- **Problem to solve**:
Reproduce the following entries exactly, leaving nothing out.

Saved entries
=== Begin Enclosure ===

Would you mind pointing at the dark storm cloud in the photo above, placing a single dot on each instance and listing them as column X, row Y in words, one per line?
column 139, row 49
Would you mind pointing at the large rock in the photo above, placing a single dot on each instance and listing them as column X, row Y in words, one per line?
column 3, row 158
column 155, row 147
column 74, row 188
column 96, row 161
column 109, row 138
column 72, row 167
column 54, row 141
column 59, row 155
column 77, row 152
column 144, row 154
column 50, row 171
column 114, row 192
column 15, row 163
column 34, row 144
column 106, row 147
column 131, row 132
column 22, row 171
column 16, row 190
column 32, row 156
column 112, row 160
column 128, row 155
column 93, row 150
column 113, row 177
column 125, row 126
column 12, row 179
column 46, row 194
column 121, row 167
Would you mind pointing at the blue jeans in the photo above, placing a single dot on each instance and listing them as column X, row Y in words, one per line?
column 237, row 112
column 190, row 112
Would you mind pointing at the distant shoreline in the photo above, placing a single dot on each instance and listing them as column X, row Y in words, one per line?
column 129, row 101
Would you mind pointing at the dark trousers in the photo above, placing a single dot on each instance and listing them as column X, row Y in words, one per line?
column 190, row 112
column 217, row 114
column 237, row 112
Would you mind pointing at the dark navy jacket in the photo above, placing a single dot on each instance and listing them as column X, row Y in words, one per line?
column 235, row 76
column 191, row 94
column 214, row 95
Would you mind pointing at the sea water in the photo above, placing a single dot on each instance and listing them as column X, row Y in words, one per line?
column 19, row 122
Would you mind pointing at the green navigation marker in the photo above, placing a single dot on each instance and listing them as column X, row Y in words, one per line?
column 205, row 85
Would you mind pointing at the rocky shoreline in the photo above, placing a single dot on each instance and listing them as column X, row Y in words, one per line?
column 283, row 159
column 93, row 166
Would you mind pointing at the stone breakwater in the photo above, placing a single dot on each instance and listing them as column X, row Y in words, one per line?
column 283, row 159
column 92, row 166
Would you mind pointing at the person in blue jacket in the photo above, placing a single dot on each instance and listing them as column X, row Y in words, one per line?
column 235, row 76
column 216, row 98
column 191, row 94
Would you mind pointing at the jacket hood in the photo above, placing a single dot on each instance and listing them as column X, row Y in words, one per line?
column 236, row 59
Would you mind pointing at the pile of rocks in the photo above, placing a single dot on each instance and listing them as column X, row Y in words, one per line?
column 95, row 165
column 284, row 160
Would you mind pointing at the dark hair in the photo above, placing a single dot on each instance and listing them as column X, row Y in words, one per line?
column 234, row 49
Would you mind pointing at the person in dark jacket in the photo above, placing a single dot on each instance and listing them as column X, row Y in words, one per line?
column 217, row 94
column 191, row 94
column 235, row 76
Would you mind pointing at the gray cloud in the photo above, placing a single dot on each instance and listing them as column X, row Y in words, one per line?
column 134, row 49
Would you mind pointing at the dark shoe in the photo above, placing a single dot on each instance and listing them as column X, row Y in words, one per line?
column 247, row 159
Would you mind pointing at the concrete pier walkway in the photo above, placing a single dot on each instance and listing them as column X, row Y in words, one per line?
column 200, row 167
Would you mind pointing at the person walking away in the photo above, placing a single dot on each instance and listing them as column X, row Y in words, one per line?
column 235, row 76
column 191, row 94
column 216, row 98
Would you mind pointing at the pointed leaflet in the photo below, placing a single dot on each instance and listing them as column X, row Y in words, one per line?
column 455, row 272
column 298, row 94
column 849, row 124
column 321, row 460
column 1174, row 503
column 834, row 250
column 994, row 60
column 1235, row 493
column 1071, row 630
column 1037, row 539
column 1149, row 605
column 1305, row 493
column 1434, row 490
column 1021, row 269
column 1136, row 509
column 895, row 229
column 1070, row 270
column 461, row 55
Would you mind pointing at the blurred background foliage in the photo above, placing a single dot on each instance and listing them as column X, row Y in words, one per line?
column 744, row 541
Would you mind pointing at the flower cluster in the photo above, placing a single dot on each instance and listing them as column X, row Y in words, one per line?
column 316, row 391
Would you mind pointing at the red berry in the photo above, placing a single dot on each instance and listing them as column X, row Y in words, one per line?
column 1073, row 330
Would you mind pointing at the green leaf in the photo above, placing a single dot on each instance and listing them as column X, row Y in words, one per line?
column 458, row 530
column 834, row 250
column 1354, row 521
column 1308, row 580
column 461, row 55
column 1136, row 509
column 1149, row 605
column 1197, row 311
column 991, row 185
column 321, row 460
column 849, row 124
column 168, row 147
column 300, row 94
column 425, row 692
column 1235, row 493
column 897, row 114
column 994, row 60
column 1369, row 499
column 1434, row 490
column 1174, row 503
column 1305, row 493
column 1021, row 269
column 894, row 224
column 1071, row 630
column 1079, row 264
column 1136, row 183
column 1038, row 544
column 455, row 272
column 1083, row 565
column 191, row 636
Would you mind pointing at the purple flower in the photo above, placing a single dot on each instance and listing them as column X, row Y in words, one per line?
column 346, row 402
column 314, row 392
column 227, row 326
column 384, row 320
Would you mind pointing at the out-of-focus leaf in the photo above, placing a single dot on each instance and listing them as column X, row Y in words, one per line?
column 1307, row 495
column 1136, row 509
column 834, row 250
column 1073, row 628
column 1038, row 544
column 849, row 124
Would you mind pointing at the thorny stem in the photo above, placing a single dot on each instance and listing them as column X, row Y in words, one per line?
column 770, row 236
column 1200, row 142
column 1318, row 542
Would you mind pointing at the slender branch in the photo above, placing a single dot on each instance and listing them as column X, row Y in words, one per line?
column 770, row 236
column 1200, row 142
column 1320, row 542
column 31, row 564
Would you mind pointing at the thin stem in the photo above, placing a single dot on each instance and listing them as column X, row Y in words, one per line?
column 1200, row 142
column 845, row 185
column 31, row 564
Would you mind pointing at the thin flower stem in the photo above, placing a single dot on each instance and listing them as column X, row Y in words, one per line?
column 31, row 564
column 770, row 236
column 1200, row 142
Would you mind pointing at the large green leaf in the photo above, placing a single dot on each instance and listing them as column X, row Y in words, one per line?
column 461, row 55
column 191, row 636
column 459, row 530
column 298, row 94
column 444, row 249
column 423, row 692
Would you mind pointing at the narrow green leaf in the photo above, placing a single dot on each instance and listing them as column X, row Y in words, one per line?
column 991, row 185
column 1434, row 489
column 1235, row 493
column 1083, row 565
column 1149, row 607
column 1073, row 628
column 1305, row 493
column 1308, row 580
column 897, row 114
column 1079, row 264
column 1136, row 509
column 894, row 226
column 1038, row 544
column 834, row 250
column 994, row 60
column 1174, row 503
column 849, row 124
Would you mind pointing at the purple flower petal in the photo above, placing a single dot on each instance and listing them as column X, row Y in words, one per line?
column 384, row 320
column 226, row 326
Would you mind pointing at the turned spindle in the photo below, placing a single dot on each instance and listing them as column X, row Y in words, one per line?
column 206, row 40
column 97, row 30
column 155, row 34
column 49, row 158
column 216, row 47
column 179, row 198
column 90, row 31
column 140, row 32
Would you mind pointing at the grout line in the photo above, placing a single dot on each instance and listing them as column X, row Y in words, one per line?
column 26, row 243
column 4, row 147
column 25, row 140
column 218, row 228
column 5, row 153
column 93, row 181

=== End Enclosure ===

- **Result of this task**:
Would you mind pointing at the dark storm cloud in the photo above, placing a single dot on each instance and listing them as column X, row Y in words, one per line?
column 139, row 49
Would you mind pointing at the large rock in the photo above, placing a single dot on each instance and listing them as column X, row Y in words, one per line?
column 3, row 158
column 155, row 147
column 74, row 188
column 96, row 161
column 109, row 138
column 72, row 167
column 54, row 141
column 59, row 155
column 77, row 152
column 144, row 154
column 50, row 171
column 114, row 192
column 15, row 163
column 34, row 144
column 106, row 147
column 131, row 132
column 22, row 171
column 16, row 190
column 32, row 156
column 112, row 160
column 128, row 155
column 93, row 150
column 113, row 177
column 125, row 126
column 12, row 179
column 46, row 194
column 121, row 167
Would you mind pointing at the blue jeans in the photo above, placing a single dot on each instance and listing them as column X, row Y in words, one per line?
column 237, row 112
column 190, row 112
Would you mind pointing at the distant shoreline in the photo above, placing a single dot on each instance and listing them as column X, row Y in words, one per line?
column 129, row 101
Would you mind pointing at the dark trousers in the photo above, placing a single dot on each instance and listing them as column X, row Y in words, one per line?
column 190, row 112
column 217, row 114
column 237, row 112
Would you mind pointing at the dark navy jacket in the photo above, placing a single dot on each instance and listing them as column X, row Y in words, one per line?
column 235, row 76
column 191, row 94
column 214, row 95
Would you mind pointing at the sea water in the photo above, placing a single dot on each instance and listing them as column X, row Y in words, one per line?
column 19, row 122
Would you mind pointing at the green navigation marker in the photo above, placing a single dot on each instance and listing them as column X, row Y in words, one per line?
column 205, row 85
Would you mind pointing at the rocky shoreline in the photo above, placing a single dot on each instance and listing them as column X, row Y in words, one per line?
column 283, row 159
column 93, row 166
Would you mind pointing at the stone breakwater in the photo above, placing a single dot on each instance and listing them as column X, row Y in words, one per line?
column 283, row 159
column 92, row 166
Would you mind pointing at the person in blue jacket in the photo above, placing a single dot on each instance and listing them as column X, row Y in words, one per line?
column 235, row 76
column 216, row 98
column 191, row 94
Would you mind pointing at the jacket hood in the photo above, placing a single dot on each instance and listing them as column X, row Y in words, one per line?
column 236, row 59
Would you mind pointing at the pile of rocks in the photo above, placing a single dot on each instance and listing them as column X, row Y in words, one per line?
column 95, row 165
column 284, row 160
Would you mind pointing at the dark hair in the photo above, placing a single dot on each instance and listing them as column X, row Y in words, one per line?
column 234, row 49
Would you mind pointing at the person in dark jacket in the photo above, placing a single dot on each instance and listing them as column X, row Y in words, one per line?
column 217, row 94
column 191, row 94
column 235, row 76
Would you mind pointing at the gray cloud in the photo above, placing a single dot on each instance and listing them as column X, row Y in words, one per line?
column 134, row 49
Would you mind pointing at the dark shoe in the photo above, placing a single dot on each instance and listing them as column X, row Y in words, one per line?
column 247, row 159
Would you mind pointing at the concrete pier walkway in the photo above, placing a single dot on each instance and listing them as column X, row Y in words, one per line?
column 200, row 167
Would you mind pointing at the person walking away in the photo above, placing a single dot on each instance and listing them as column X, row Y in words, one per line?
column 235, row 76
column 191, row 94
column 216, row 98
Would you mind pointing at the pointed leaflet in the photo below, placing a single dot on each instance and listing them as column X, row Y in words, one per line?
column 455, row 272
column 298, row 94
column 849, row 124
column 321, row 460
column 1174, row 503
column 834, row 250
column 994, row 60
column 1235, row 493
column 1071, row 630
column 1037, row 539
column 1149, row 605
column 1305, row 493
column 1434, row 490
column 1021, row 269
column 1136, row 509
column 895, row 229
column 1070, row 270
column 461, row 55
Would you mind pointing at the blurred background foliage in the photo above, placing a single dot on each instance and listing them as column X, row Y in words, one per line?
column 744, row 541
Would you mind pointing at the flower cluster in the photo above, placing a single dot on each instance and listing them as column X, row Y in words, one per line?
column 316, row 391
Would you mind pointing at the red berry in the photo above, placing a single dot on each instance and listing them as column X, row Y in words, one per line?
column 1073, row 330
Would you mind pointing at the green leaf in the photo above, placing a single dot on each instance and listing them as column X, row Y in words, one per line?
column 458, row 530
column 834, row 250
column 1354, row 521
column 1308, row 580
column 461, row 55
column 1136, row 509
column 1149, row 605
column 1197, row 311
column 991, row 185
column 321, row 460
column 849, row 124
column 168, row 147
column 300, row 94
column 425, row 692
column 1235, row 493
column 897, row 114
column 994, row 60
column 1369, row 499
column 1434, row 490
column 1174, row 503
column 1305, row 493
column 1021, row 269
column 894, row 224
column 1071, row 630
column 1079, row 264
column 1136, row 183
column 1038, row 544
column 455, row 272
column 1083, row 565
column 191, row 636
Would you mind pointing at the purple flower in the photo above, placing a single dot on each instance and listing them as column X, row Y in words, one per line?
column 346, row 402
column 314, row 392
column 227, row 326
column 384, row 320
Would you mind pointing at the out-of-focus leaf in the photo above, placing a single dot on each instance and listing them as column X, row Y in words, one per line?
column 1307, row 495
column 1136, row 509
column 834, row 250
column 1073, row 628
column 1038, row 544
column 849, row 124
Would you mind pointing at the thorny stem in the photo above, placing a single dot on each instance and listing them as column X, row Y in words, one per line?
column 770, row 236
column 1200, row 142
column 1318, row 542
Would you mind pointing at the slender branch in the photo above, placing a single dot on each instance and listing them as column X, row Y in words, one per line?
column 770, row 236
column 1200, row 142
column 1320, row 542
column 31, row 564
Would you mind pointing at the thin stem in the photo above, placing a single dot on each instance and listing them as column X, row Y in words, one per line?
column 1200, row 142
column 845, row 185
column 31, row 564
Would you mind pointing at the thin flower stem in the photo above, placing a single dot on each instance and listing them as column X, row Y in words, one per line?
column 31, row 564
column 770, row 236
column 1200, row 142
Would you mind pointing at the large green leaf in the photo above, placing a single dot on each instance and listing them as column X, row Y in words, one per line?
column 461, row 55
column 191, row 636
column 459, row 530
column 298, row 94
column 444, row 249
column 423, row 692
Would you mind pointing at the narrow green leaf in the photo above, placing a single dot on each instance and listing them as column X, row Y in words, one per line?
column 991, row 185
column 1434, row 489
column 1235, row 493
column 1083, row 565
column 1149, row 607
column 1073, row 628
column 1305, row 493
column 1308, row 580
column 897, row 114
column 1079, row 264
column 1136, row 509
column 894, row 226
column 1038, row 544
column 834, row 250
column 994, row 60
column 1174, row 503
column 849, row 124
Would you mind pointing at the purple flower petal in the photo above, placing a single dot on each instance and listing them as column X, row Y in words, one per line?
column 384, row 320
column 226, row 326
Would you mind pointing at the turned spindle in the photo below, placing a single dot on each instance and listing them as column X, row Y in words, one per line?
column 206, row 40
column 97, row 30
column 155, row 34
column 49, row 158
column 216, row 47
column 179, row 198
column 90, row 31
column 140, row 32
Would you mind pointing at the grout line in the photo above, placing a single dot on each instance and listing them as column X, row Y in words, one per line?
column 26, row 243
column 4, row 147
column 25, row 140
column 218, row 228
column 5, row 153
column 93, row 181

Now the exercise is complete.